» Directions for this task
Would you extract the whole listing below and retype it exactly?

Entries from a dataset
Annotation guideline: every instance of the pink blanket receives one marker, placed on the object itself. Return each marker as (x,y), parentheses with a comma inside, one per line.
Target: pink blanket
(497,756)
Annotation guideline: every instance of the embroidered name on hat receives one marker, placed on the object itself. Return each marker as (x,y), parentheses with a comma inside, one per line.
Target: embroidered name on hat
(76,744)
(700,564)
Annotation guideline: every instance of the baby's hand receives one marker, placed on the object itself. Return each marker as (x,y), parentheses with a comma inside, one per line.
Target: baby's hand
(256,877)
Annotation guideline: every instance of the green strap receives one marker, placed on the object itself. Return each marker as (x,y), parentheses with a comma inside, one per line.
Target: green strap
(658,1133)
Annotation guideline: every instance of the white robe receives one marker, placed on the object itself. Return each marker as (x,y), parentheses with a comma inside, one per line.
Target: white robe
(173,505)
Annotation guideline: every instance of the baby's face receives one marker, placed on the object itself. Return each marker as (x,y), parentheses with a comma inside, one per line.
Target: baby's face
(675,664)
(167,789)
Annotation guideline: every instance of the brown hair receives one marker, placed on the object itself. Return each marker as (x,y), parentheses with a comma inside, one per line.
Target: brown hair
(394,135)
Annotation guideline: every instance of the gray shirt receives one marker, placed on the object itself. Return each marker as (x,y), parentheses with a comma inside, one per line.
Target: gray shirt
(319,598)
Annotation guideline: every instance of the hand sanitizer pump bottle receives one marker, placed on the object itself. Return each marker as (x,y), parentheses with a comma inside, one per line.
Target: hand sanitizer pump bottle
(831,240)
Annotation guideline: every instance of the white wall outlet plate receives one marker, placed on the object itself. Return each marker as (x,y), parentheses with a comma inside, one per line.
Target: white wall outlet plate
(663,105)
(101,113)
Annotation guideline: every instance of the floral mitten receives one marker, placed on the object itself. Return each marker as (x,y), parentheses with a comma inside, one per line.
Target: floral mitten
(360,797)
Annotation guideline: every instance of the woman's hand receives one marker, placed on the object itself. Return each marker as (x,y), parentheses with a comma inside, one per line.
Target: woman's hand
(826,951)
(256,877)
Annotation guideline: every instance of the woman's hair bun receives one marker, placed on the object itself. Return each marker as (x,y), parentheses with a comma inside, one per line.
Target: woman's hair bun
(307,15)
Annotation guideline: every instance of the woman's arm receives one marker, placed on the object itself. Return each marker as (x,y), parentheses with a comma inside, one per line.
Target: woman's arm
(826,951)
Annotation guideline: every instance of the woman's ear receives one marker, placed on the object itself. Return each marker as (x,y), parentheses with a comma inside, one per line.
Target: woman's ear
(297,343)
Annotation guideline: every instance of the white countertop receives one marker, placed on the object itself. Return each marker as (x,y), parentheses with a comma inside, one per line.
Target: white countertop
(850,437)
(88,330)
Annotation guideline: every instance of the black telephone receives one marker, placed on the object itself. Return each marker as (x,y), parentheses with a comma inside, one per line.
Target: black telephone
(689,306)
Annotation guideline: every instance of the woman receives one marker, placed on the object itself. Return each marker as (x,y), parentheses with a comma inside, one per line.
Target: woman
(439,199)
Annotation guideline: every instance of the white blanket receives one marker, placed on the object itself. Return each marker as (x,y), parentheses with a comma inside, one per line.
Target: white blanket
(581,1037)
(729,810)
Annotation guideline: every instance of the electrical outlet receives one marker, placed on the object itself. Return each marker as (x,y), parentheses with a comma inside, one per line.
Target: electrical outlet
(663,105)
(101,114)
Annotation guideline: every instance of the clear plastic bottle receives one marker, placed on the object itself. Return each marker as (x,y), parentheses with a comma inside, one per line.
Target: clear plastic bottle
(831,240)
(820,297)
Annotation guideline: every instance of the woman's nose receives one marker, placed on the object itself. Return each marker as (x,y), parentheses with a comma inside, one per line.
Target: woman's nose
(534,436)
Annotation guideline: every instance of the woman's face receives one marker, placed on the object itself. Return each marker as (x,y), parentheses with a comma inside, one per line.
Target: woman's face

» Task solution
Annotation guideline: every instance of the pink blanket receives one marker, placed on the object itself. Return each marker as (x,y), parentheses with a comma inside, one per line.
Target: pink blanket
(497,756)
Annotation guideline: every instance of the embroidered name on hat receives one marker, placed on the object itself. Return each marker as (x,y), parentheses with a comma inside, one per line.
Target: embroidered name on hat
(76,744)
(700,564)
Annotation guideline: every instance of the baby's hand receives one marker, placed on the object itself. Return each marker as (x,y), parentheses with a comma inside, one per line.
Target: baby's hand
(256,877)
Annotation guideline: every instance of the green strap receives one marker, placed on the object itself. Return each marker as (x,y), parentheses with a comma inside, one per line.
Target: green strap
(658,1133)
Annotation guideline: every instance of the white robe receives one marker, placed on the object itself. Return each marker as (x,y), parentheses with a comma inside, one per line.
Target: white robe
(173,505)
Annotation guideline: every instance of the baby's face receives one marker, placed on the object itself. Return each marker as (x,y), parentheses with a comma inside, one per line.
Target: baby's face
(675,664)
(167,789)
Annotation guideline: every instance of the brown hair receives one marker, placed on the object itself. Return each marker as (x,y), parentheses with a comma inside, one per line.
Target: brown hair
(394,135)
Annotation guideline: every instance of the gray shirt receives one marker, placed on the object itself. Return each marker as (x,y), parentheses with a comma inside, one per line.
Target: gray shirt
(319,598)
Annotation guideline: every instance of the hand sanitizer pump bottle receives one marker, placed on the object itself. Return each marker as (x,y), parentheses with a comma inside, one per line.
Target: hand sanitizer pump bottle
(831,240)
Annotation guideline: every instance of the white wall outlet plate receives one marker, placed on the object itself. Return each marker as (x,y), parentheses with a comma inside, one per line.
Target: white wall outlet plate
(663,105)
(101,113)
Annotation guideline: every instance of the floral mitten receives one marker, placed on the object itself. Return each marker as (x,y), parentheses with a comma inside, one per line.
Target: floral mitten
(360,797)
Annotation guideline: every instance of the woman's hand receives one marker, placed on the object itself. Return each marker as (x,y), parentheses with a comma inside, one per line.
Target: woman's hand
(826,951)
(256,877)
Annotation guideline: every instance of the woman's hair bun receives one marker, placed on the object itself. Return each marker as (x,y), parentheses with a comma inside, one per line.
Target: woman's hair bun
(307,15)
Annotation guideline: every instance of the woman's arm receives one marker, placed on the object itself. Return each marker as (x,y), parentheses with a comma inside, one per line.
Target: woman's arm
(826,951)
Annotation guideline: every instance of the woman's ear receives one marker, placed on the object itself. Return each marker as (x,y), parentheses with a comma inside, one per line.
Target: woman's ear
(297,343)
Annotation guideline: every instance of the white countertop receives one marker, placed on the object itself. Return each marker as (x,y), parentheses with a comma inside, one per line.
Target: white countertop
(850,437)
(88,330)
Annotation guideline: every instance of the black telephone receives one marker, placed on the object itself. Return each marker as (x,y), parentheses with a comma inside, one per line.
Target: black telephone
(689,306)
Annotation guideline: every instance of the woman receives one marker, placed on the object itself. Return each marker as (x,y), parentheses with a comma inside, one per line.
Target: woman
(439,199)
Annotation guideline: every instance of the white blanket receives one marker, placed on the object itself. Return each marker as (x,y), parentheses with a comma inside, one per line.
Target: white blanket
(581,1037)
(729,810)
Annotation guideline: every instance of the electrical outlet receives one marker, placed on the object itself. Return each marker as (x,y), parentheses with a comma inside, one per line.
Target: electrical outlet
(663,105)
(101,114)
Annotation guideline: every instance of the clear plastic bottle receives one marker, placed on the object itself. Return each marker as (x,y), parentheses with a comma inside, one per line.
Target: clear plastic bottle
(831,240)
(820,297)
Annotation guideline: every instance of the woman's nose receives one marker, placed on the object itself. Return each marker as (x,y), parentheses with a comma inside, one per line.
Target: woman's nose
(534,436)
Annotation guideline: every instance of the woman's face receives one marker, placed on the object itself. Return each marker as (x,y), parentheses with a comma inside, one per line.
Target: woman's face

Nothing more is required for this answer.